# Data supplied
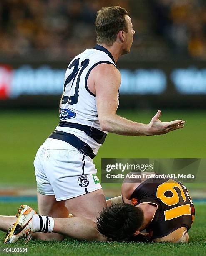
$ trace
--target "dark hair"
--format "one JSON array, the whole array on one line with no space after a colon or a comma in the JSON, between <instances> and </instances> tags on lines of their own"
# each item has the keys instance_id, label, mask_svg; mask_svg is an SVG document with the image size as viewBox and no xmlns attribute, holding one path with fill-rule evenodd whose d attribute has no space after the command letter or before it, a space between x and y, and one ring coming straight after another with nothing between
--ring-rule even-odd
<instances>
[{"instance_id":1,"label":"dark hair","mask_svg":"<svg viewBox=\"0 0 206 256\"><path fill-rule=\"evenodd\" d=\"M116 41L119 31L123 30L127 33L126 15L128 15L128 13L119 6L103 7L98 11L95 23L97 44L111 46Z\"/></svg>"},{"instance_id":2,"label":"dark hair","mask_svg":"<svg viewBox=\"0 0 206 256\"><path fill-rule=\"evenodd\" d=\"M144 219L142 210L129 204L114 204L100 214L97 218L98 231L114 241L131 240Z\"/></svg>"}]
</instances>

* * *

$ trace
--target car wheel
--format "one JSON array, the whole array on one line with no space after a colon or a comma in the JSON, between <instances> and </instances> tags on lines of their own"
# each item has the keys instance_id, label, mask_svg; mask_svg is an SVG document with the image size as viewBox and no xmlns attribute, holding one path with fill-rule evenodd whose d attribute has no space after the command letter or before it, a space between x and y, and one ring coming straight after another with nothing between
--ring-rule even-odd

...

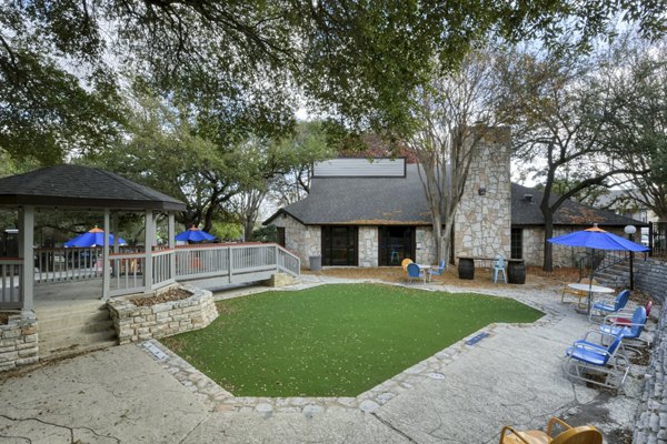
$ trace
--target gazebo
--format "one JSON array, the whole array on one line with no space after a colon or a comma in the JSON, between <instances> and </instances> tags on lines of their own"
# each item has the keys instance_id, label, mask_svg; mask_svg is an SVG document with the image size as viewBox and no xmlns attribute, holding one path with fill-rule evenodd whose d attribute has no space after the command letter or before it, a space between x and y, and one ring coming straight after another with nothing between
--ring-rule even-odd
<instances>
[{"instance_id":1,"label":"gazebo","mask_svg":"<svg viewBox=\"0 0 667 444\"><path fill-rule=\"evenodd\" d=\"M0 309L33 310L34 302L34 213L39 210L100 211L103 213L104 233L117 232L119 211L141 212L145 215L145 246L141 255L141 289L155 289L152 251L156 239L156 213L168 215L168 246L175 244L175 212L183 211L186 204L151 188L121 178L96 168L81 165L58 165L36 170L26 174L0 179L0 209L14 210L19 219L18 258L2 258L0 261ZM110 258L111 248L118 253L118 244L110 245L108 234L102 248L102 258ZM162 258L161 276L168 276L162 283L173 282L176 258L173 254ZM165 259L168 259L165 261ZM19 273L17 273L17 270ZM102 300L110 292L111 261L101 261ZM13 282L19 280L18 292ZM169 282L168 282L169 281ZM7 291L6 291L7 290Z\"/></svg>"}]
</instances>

# What the exercise asks
Show every line of the listing above that contains the string "target".

# Task answer
--target "dark hair"
--target car wheel
--target gazebo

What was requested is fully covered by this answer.